_Assignment 1:_
In the Kentucky Derby report, how much did Country House pay to win?
_Assignment 2:_
Go on with the Kentucky Derby report, starting after its final sentence.

_Text segment:_
##########
LOUISVILLE, Ky. — Maximum Security led all the way in the Kentucky Derby on Saturday, only to become the first winner disqualified for interference in the race’s 145-year history. After a long wait, 65-1 shot Country House was declared the winner.
Country House finished second in the slop before an objection was raised, causing a lengthy delay while stewards repeatedly reviewed several angles of video footage, before he was elevated into the winner’s circle.
The stunning outcome gave Hall of Fame trainer Bill Mott his first Derby victory at age 65.
“It feels pretty darn good,” Mott said. “It was an odd way to do it and we hate to back into any of these things. We’ll just have to prove ourselves in the future.”
Jockey Flavien Prat, who originated the claim of foul, also won his first Derby.
“I’m kind of speechless right now,” Prat said, letting out a long sigh.
Country House paid $132.40 to win — the second-highest payout in Derby history.
It was a crushing turn of events for Maximum Security trainer Jason Servis and jockey Luis Saez, who already had begun celebrating what they thought were their first Derby victories.
##########
_Supplied data:_
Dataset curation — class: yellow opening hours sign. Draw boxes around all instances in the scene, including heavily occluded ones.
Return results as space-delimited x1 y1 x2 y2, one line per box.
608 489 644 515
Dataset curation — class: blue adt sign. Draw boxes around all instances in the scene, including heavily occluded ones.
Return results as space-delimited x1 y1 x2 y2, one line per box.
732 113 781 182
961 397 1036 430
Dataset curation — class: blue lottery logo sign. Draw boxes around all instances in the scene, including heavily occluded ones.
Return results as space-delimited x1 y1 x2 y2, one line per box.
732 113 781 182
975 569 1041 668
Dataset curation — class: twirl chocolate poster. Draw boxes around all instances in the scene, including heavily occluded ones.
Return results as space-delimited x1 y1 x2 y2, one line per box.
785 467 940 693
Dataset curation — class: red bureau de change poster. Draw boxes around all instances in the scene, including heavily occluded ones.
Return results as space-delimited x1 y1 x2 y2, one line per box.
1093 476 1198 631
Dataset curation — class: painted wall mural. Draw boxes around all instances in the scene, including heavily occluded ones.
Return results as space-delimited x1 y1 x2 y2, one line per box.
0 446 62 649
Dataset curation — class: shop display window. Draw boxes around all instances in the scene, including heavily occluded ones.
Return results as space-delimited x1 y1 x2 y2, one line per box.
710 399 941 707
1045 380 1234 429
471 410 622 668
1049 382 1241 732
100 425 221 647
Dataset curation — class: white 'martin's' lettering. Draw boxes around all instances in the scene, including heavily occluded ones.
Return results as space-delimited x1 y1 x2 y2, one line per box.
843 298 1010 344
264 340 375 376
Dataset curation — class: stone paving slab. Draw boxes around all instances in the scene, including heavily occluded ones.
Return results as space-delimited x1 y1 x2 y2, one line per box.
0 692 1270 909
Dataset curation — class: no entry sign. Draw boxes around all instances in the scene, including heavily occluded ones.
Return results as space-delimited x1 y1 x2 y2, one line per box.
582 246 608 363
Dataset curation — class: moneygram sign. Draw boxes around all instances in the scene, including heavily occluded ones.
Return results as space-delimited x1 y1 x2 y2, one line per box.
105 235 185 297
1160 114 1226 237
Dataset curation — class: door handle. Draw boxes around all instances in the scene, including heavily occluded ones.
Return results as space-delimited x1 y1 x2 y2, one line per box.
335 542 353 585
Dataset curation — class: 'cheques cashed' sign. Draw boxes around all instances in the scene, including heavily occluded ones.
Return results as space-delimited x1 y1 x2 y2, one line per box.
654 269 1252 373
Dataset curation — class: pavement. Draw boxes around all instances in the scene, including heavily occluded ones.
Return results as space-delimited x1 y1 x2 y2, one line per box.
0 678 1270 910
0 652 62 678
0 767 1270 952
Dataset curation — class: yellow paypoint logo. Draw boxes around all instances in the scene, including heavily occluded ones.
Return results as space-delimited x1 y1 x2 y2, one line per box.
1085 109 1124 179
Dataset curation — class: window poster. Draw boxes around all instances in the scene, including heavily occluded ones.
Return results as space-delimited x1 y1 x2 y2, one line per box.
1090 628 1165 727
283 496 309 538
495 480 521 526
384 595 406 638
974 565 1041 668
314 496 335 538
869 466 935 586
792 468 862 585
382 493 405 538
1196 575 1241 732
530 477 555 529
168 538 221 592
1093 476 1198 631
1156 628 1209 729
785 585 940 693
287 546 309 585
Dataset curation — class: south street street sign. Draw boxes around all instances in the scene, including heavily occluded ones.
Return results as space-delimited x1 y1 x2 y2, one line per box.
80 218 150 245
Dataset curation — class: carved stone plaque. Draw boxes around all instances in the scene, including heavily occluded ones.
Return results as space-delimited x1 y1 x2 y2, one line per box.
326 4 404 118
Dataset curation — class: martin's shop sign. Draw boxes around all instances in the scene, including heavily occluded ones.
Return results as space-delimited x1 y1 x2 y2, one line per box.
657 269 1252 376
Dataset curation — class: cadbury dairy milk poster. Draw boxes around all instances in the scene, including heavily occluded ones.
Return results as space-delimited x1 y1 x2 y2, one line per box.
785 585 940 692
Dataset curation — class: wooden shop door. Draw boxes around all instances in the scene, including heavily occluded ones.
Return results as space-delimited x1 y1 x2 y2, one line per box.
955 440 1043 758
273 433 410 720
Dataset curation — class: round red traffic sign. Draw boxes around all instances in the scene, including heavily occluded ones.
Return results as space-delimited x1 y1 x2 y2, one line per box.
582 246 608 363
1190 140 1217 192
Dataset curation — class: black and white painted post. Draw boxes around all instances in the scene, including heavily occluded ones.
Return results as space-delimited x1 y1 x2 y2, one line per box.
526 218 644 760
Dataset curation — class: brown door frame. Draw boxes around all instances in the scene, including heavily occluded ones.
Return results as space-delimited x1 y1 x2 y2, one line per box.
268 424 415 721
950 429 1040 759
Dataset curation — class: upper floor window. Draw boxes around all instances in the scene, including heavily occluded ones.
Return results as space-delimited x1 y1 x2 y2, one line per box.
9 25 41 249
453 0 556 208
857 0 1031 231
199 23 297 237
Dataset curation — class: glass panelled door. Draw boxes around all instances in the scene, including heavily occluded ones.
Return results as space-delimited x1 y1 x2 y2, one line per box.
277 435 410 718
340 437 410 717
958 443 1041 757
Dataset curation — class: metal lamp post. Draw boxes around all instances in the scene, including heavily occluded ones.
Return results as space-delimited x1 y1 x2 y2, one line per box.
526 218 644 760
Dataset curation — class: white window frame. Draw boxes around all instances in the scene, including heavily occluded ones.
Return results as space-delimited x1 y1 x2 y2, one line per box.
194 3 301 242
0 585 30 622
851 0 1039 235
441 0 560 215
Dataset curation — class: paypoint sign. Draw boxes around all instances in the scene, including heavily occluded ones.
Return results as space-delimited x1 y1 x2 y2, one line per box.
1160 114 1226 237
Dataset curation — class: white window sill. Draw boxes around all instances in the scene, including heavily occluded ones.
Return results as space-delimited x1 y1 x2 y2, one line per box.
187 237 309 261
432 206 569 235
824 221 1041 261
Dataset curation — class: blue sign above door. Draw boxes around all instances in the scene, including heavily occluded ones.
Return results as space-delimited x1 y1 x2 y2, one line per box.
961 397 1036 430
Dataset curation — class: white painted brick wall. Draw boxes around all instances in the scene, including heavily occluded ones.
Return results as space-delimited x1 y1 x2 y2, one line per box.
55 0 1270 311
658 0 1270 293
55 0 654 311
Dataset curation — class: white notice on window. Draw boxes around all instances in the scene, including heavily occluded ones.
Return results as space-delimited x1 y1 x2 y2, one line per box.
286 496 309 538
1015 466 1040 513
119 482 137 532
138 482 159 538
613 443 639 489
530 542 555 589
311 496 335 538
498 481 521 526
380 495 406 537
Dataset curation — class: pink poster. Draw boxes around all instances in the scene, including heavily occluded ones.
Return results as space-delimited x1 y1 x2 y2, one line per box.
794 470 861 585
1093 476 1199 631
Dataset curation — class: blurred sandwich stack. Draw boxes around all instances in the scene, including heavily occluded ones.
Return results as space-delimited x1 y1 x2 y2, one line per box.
##########
_Response box 1:_
$132.40

_Response box 2:_
Instead, previously undefeated Maximum Security was dropped to 17th of 19 horses. The colt was the 9-2 second choice in the wagering.
Prat claimed that Maximum Security ducked out in the final turn and forced several horses to steady.
War of Will came perilously close to clipping heels with Maximum Security, which could have caused a chain-reaction accident.
The stewards reviewed race footage for nearly 20 minutes while keeping the crowd of 150,729 in suspense, clutching their betting tickets. Trainers and jockeys involved stared at the closest video screen waiting for a result.
Code of Honor was moved up to second and Tacitus was third.
Improbable was fourth and Game Winner was fifth, two of trainer Bob Baffert’s trio of entries. His other horse, Roadster, was 15th.
The last claim of foul by a jockey in the Derby was unsuccessful. John Velazquez, aboard runner-up Invisible Ink in 2001, alleged interference at the quarter pole against Monarchos and Jorge Chavez, who crossed the finish line 4¾ lengths in front. The stewards didn’t change the result.
The only other disqualification in the Derby occurred long after the race in 1968. Dancer’s Image, the first-place finisher, tested positive for a prohibited medication, and Kentucky state racing officials ordered the purse money to be redistributed. Forward Pass got the winner’s share. A subsequent court challenge upheld the stewards’ decision.